WHAT IS NEEDED: One line at a time, check the entries below for the word "vine", and copy each line that has it.

Point localization data:

========================

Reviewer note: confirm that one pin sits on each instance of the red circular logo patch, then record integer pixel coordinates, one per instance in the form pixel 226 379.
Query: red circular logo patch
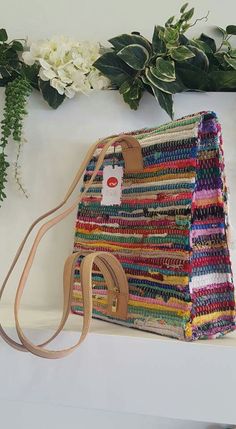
pixel 112 182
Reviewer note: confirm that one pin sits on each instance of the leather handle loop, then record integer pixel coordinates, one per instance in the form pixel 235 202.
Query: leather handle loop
pixel 132 153
pixel 107 266
pixel 128 144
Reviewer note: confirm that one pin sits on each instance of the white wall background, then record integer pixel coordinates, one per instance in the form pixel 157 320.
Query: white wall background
pixel 57 140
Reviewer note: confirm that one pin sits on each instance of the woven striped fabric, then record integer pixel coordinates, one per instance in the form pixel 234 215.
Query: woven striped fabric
pixel 169 233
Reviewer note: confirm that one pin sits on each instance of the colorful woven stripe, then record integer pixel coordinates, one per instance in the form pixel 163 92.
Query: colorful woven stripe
pixel 169 233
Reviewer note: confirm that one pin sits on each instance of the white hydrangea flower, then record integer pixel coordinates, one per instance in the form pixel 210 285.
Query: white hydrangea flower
pixel 67 64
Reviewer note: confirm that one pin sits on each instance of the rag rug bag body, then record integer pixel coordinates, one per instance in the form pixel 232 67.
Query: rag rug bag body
pixel 169 232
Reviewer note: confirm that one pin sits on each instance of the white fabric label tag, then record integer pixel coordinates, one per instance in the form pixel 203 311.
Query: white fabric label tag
pixel 111 185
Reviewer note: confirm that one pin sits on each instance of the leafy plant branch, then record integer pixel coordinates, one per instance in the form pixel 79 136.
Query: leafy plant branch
pixel 170 63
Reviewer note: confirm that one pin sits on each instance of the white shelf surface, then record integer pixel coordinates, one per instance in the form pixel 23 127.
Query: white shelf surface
pixel 123 370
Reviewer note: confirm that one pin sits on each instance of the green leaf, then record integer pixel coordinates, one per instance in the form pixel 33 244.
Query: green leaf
pixel 231 29
pixel 232 53
pixel 119 42
pixel 171 35
pixel 164 70
pixel 181 53
pixel 3 35
pixel 125 87
pixel 199 59
pixel 220 30
pixel 158 44
pixel 169 21
pixel 192 77
pixel 136 56
pixel 201 45
pixel 133 96
pixel 166 67
pixel 168 87
pixel 114 68
pixel 209 41
pixel 223 80
pixel 50 94
pixel 230 61
pixel 185 5
pixel 156 72
pixel 188 15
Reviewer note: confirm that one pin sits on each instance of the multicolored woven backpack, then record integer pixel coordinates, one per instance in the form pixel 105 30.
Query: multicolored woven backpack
pixel 168 232
pixel 150 247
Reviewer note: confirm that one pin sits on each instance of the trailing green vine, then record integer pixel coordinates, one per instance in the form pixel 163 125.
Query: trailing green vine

========================

OUTPUT:
Reviewer note: confirm that one pin sits on each instance of the trailing green vine, then record integer pixel coordinates, one per instance in the form pixel 163 125.
Query: trailing green vine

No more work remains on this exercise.